Task description → From the records below, keep only the lines that contain the word "distant", and copy each one. Letter case must match.

***** Provided data *****

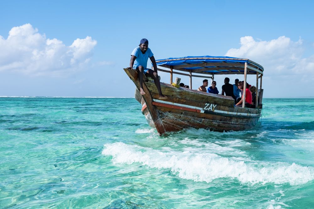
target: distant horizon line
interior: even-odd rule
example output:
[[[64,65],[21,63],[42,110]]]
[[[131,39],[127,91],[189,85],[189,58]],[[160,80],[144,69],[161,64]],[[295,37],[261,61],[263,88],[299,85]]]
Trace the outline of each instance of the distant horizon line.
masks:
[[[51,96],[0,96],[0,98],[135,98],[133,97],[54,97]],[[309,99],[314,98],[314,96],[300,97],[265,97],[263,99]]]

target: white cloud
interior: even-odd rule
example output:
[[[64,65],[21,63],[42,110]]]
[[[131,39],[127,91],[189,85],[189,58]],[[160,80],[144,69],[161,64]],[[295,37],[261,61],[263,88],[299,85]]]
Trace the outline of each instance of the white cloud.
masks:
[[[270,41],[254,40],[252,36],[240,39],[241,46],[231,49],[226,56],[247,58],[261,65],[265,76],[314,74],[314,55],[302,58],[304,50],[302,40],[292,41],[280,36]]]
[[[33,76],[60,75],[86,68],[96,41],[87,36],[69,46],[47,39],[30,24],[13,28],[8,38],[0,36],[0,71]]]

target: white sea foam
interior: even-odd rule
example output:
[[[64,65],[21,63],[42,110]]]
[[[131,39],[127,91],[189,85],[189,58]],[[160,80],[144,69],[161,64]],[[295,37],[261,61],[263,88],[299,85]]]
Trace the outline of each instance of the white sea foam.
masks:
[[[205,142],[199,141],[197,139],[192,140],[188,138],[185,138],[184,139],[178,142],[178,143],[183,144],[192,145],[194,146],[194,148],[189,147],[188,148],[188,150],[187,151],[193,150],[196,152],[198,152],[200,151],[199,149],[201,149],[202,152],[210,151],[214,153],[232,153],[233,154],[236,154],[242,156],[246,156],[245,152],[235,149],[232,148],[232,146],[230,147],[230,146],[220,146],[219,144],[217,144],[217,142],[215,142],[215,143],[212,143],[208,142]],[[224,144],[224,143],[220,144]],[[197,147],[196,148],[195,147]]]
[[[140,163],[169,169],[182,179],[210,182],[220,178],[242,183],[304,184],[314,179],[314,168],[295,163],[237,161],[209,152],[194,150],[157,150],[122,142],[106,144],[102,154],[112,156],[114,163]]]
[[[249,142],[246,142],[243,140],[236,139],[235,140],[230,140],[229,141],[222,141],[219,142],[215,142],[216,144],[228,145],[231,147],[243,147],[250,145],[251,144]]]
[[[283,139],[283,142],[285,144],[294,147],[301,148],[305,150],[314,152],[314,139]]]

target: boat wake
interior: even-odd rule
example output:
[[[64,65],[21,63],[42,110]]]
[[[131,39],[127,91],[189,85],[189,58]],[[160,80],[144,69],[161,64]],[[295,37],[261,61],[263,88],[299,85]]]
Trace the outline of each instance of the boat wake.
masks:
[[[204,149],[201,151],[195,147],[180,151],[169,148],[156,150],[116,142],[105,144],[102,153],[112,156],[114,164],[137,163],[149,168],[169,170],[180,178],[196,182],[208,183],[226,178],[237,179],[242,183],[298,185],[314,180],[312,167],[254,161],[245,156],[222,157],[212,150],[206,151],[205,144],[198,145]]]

*****

Answer to the task →
target: distant horizon line
Trace the outline of each instance of the distant horizon line.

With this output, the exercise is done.